TRY IT: Line by line, copy out the data that follows.

SUPPLIED RECORDS:

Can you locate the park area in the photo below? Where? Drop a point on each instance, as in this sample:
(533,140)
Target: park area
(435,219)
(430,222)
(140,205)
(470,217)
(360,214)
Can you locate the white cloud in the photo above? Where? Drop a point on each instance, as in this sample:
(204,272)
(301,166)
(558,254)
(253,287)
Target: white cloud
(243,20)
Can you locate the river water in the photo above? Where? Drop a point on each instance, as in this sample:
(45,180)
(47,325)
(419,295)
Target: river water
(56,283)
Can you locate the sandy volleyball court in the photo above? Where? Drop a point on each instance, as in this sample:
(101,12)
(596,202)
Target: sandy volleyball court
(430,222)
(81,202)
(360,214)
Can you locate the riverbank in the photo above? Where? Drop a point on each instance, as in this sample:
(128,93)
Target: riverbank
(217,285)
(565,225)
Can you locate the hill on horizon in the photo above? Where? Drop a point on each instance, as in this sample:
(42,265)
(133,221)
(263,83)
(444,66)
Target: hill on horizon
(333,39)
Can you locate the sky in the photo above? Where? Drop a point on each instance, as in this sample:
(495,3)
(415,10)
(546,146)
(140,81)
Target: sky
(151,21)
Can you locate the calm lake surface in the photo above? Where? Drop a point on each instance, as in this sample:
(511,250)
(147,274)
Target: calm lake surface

EXERCISE SOLUTION:
Can you locate the park area in the photo below? Where? Drop a point on each instance, as in this sample:
(533,140)
Target: park area
(435,219)
(430,222)
(140,205)
(470,217)
(360,214)
Can you locate the white cloud in the photo above? Where? Drop a point on each instance, as in this sample:
(204,272)
(301,166)
(558,254)
(253,287)
Target: white cloud
(243,20)
Can you locate the river water in the photo above? Where? Drop a point on each instance, as in this sample:
(45,180)
(47,325)
(419,295)
Target: river water
(56,283)
Can you locate the sandy volleyball court in the photo above? Where? Drop a point on each instance, as in this sample:
(101,12)
(596,202)
Target: sandy volleyball court
(430,222)
(81,202)
(360,214)
Can you locate the riverbank in the photo above? Where? Drop a point on each instance, as in this sample:
(128,93)
Target: riverbank
(217,285)
(565,225)
Can you locate the hill on horizon in the photo above? Where? Drop a point on each instance, as in this sample:
(42,265)
(133,221)
(263,83)
(444,66)
Target: hill on horizon
(333,39)
Can you locate the sky in the photo above? Where? Drop a point on each instance, as in this sample:
(495,3)
(415,10)
(546,146)
(140,81)
Target: sky
(151,21)
Can you locate the calm lake surface in the photo above? Where? Drop a point on each instance, as in this sample:
(511,250)
(147,274)
Target: calm lake surface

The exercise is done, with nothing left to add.